**REQUIRED WORK**: The line containing "Note: for every instance of the green foliage, put" marks the start; extract exactly from it through the last line of the entries, and omit any pictures.

**GIVEN DATA**:
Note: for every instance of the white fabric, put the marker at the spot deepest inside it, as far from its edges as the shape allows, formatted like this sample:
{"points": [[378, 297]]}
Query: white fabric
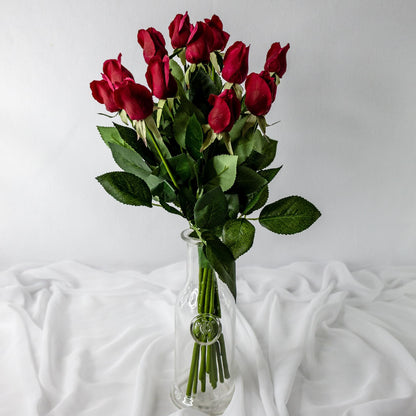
{"points": [[312, 340]]}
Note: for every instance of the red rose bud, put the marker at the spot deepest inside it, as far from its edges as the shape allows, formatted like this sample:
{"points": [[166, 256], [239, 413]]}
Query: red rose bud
{"points": [[199, 44], [276, 59], [236, 63], [152, 42], [260, 93], [103, 92], [220, 38], [116, 72], [159, 78], [225, 112], [179, 30], [135, 99], [113, 75]]}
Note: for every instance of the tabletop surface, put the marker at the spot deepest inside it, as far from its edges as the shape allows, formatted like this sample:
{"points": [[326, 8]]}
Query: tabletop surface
{"points": [[312, 339]]}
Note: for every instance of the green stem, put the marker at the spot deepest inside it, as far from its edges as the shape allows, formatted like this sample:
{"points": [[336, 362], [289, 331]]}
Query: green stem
{"points": [[224, 357], [195, 381], [221, 373], [193, 370], [163, 159], [202, 370]]}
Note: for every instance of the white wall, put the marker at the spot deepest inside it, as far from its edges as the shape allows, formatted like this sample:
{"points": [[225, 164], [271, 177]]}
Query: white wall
{"points": [[347, 132]]}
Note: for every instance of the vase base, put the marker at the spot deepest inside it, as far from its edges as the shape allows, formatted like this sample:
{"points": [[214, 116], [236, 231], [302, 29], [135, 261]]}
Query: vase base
{"points": [[213, 402]]}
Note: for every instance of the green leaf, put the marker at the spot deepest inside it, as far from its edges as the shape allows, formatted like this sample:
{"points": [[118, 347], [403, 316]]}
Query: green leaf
{"points": [[269, 174], [264, 152], [129, 136], [211, 209], [222, 260], [111, 135], [248, 181], [256, 200], [222, 171], [164, 190], [200, 88], [126, 188], [130, 161], [194, 137], [233, 205], [181, 166], [238, 236], [244, 146], [289, 215], [154, 141], [179, 127]]}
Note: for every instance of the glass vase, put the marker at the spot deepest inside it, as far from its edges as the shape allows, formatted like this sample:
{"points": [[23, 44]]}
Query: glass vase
{"points": [[204, 336]]}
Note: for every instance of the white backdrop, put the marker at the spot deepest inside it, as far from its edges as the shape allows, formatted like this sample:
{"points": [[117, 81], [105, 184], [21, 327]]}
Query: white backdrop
{"points": [[346, 139]]}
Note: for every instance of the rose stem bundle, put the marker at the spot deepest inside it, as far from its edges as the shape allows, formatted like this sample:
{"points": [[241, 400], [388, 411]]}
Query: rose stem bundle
{"points": [[211, 359]]}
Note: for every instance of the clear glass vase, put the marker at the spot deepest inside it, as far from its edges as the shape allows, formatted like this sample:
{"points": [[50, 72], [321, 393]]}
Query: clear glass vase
{"points": [[204, 336]]}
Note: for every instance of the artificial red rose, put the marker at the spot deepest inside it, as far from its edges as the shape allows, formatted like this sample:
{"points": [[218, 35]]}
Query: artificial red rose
{"points": [[152, 42], [199, 44], [276, 59], [260, 93], [116, 72], [219, 37], [160, 80], [179, 30], [113, 75], [135, 99], [236, 63], [103, 92], [225, 112]]}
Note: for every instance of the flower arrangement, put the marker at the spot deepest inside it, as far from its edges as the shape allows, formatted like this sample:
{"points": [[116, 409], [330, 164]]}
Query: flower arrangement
{"points": [[194, 143]]}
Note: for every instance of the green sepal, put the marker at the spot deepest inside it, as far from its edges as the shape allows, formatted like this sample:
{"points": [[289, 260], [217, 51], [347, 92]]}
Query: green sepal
{"points": [[176, 71], [200, 88], [180, 125]]}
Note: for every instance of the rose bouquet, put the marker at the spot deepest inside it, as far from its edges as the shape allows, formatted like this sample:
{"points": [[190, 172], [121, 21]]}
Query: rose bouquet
{"points": [[194, 143]]}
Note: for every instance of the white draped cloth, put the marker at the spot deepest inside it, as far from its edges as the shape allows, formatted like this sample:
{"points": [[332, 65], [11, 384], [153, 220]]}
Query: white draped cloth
{"points": [[312, 339]]}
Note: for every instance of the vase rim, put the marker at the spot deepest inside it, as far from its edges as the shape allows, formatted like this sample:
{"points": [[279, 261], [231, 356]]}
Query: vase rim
{"points": [[186, 236]]}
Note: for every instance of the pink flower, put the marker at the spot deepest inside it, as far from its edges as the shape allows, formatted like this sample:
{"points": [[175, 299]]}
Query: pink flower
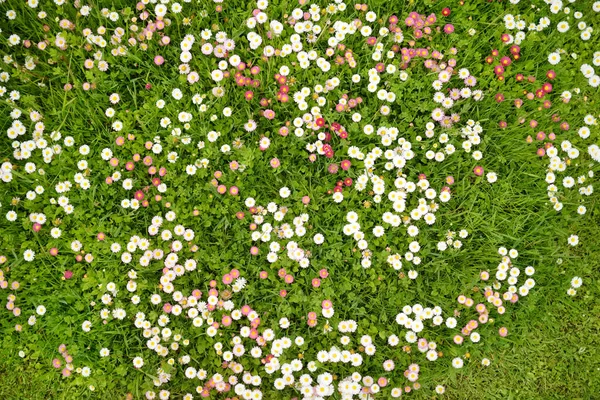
{"points": [[269, 114], [448, 28], [159, 60]]}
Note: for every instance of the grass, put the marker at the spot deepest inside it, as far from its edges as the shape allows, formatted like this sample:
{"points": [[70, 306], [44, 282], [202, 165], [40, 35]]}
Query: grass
{"points": [[552, 350]]}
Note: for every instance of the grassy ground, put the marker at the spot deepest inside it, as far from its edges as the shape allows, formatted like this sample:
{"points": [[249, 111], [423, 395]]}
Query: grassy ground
{"points": [[553, 347]]}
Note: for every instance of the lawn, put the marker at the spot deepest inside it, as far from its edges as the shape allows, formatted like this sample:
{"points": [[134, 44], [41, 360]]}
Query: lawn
{"points": [[273, 200]]}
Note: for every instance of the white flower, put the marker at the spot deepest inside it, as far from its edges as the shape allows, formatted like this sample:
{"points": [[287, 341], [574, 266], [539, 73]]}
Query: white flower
{"points": [[284, 192], [457, 362]]}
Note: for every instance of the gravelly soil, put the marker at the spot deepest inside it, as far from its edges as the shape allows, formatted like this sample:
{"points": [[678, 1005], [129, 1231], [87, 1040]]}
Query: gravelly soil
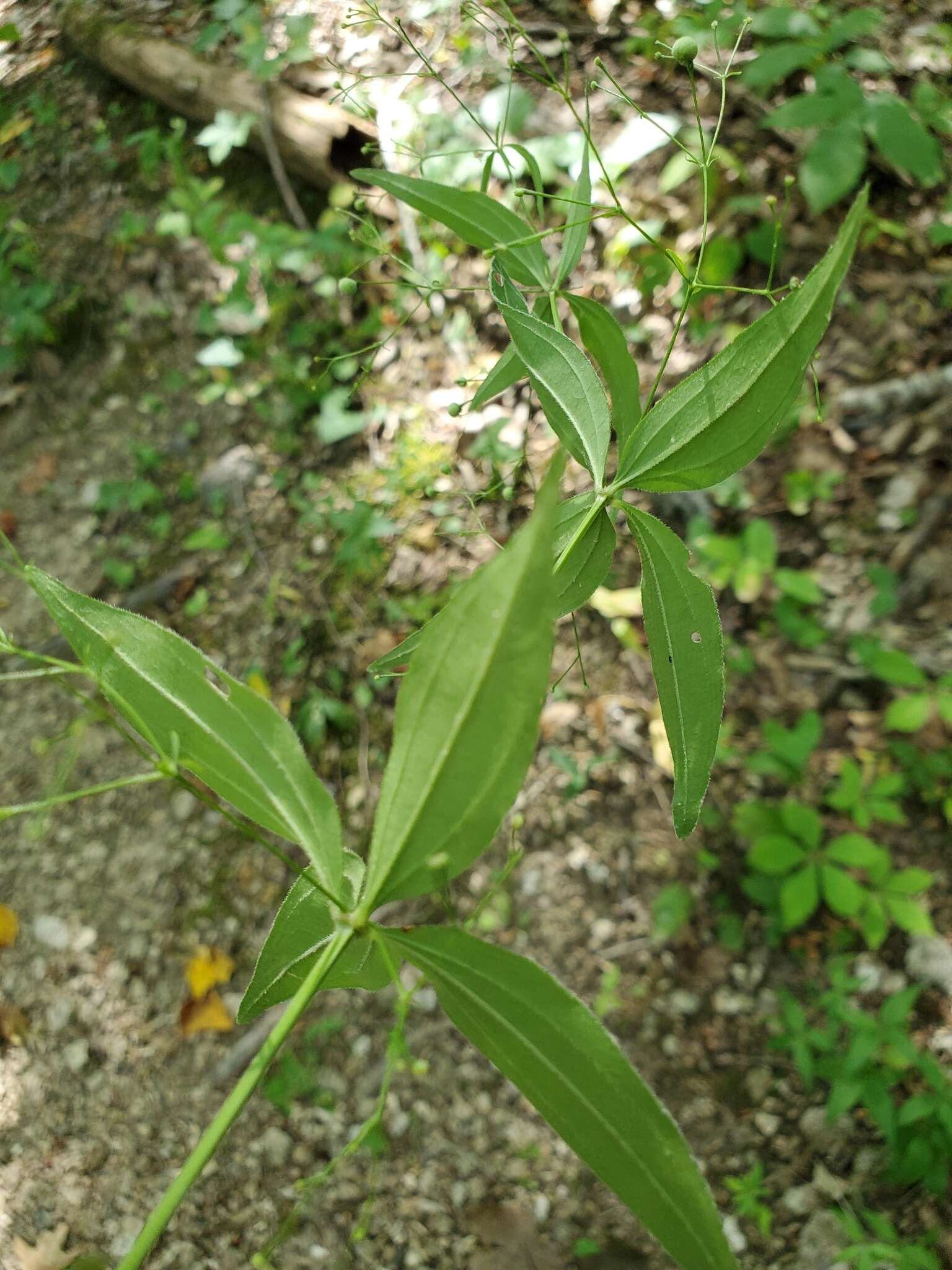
{"points": [[115, 895]]}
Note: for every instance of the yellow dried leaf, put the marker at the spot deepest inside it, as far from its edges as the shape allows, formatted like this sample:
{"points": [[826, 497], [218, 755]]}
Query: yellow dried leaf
{"points": [[14, 1025], [206, 969], [617, 603], [205, 1015], [258, 683], [9, 928], [660, 746]]}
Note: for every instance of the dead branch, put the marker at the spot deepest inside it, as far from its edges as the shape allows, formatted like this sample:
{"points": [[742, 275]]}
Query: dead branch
{"points": [[315, 140]]}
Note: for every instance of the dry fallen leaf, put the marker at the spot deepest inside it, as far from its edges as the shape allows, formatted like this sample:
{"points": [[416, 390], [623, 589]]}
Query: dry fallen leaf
{"points": [[9, 926], [42, 471], [617, 603], [14, 1025], [47, 1253], [558, 716], [207, 968], [660, 748], [509, 1238], [205, 1015]]}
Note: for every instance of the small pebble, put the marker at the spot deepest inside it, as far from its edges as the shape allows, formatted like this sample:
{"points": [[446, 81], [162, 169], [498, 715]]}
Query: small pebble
{"points": [[76, 1054], [52, 931], [276, 1146], [683, 1002], [800, 1201], [183, 804], [734, 1235], [767, 1123]]}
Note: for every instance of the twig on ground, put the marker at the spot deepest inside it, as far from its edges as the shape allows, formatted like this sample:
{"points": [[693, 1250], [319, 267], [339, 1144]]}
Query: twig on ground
{"points": [[899, 394]]}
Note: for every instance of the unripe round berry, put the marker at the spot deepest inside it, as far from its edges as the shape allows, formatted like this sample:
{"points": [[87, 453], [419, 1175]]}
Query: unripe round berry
{"points": [[684, 51]]}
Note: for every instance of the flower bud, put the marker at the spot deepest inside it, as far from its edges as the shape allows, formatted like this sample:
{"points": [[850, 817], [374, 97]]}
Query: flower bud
{"points": [[684, 51]]}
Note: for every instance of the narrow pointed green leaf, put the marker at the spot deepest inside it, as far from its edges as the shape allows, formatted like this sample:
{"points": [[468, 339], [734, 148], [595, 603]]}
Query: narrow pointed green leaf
{"points": [[391, 662], [472, 216], [301, 929], [555, 1050], [563, 378], [535, 172], [467, 717], [687, 658], [592, 557], [606, 340], [800, 895], [209, 723], [721, 417], [509, 368], [575, 236]]}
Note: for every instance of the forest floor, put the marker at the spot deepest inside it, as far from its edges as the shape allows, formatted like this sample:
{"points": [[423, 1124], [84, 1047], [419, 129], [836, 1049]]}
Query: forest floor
{"points": [[104, 1096]]}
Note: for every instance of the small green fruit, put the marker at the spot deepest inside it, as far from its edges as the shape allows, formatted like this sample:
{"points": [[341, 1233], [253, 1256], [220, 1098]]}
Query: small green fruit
{"points": [[684, 51]]}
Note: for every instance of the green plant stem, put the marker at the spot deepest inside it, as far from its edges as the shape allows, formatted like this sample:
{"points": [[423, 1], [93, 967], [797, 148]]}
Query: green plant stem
{"points": [[41, 675], [232, 1106], [582, 530], [54, 799]]}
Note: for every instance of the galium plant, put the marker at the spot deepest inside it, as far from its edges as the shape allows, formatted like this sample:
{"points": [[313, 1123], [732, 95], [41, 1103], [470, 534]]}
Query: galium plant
{"points": [[795, 873], [871, 1061], [467, 709]]}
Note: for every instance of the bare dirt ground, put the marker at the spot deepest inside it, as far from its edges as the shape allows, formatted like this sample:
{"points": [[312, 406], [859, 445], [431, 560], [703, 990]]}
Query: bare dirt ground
{"points": [[104, 1098]]}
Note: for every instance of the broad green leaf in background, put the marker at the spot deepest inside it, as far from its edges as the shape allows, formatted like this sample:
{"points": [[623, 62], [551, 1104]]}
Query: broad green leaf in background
{"points": [[833, 166], [776, 64], [575, 236], [201, 718], [509, 368], [555, 1050], [721, 417], [687, 658], [563, 378], [903, 140], [472, 216], [227, 133], [783, 22], [909, 713], [604, 339], [592, 557], [838, 97], [851, 25], [467, 717], [301, 929]]}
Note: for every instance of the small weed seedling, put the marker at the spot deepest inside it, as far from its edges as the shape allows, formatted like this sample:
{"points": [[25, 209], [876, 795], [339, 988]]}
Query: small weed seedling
{"points": [[787, 751], [876, 1245], [749, 1197], [795, 873], [871, 1061]]}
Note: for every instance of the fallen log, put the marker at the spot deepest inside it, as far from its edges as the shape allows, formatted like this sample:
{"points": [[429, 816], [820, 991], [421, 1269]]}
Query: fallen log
{"points": [[315, 140]]}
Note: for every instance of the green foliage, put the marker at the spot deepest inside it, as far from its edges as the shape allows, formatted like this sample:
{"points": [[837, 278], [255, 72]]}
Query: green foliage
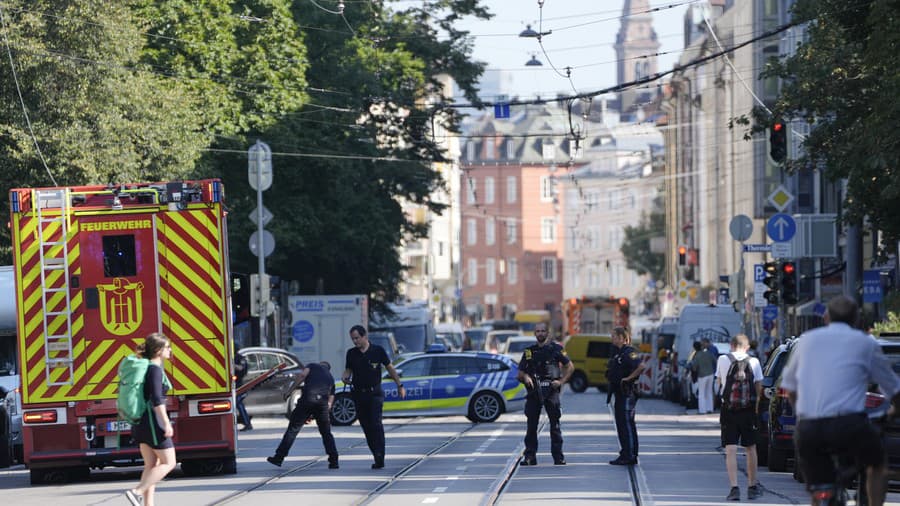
{"points": [[843, 81]]}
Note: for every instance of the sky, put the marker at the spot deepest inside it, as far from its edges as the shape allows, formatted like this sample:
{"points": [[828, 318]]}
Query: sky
{"points": [[583, 34]]}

**SOLUTION FOR THIS PROBLEM**:
Note: for every instance of the green foliage, put the marker at the spot deepest inside it, as far from its edges as the shape allows, formatted like this sample:
{"points": [[837, 278], [255, 72]]}
Query: green foliage
{"points": [[843, 81]]}
Note: for every instance of the sky, put the marker at the spot deepest inside it, as far from its edges as the shape allows, formatted like this sample:
{"points": [[828, 318]]}
Query: sky
{"points": [[583, 34]]}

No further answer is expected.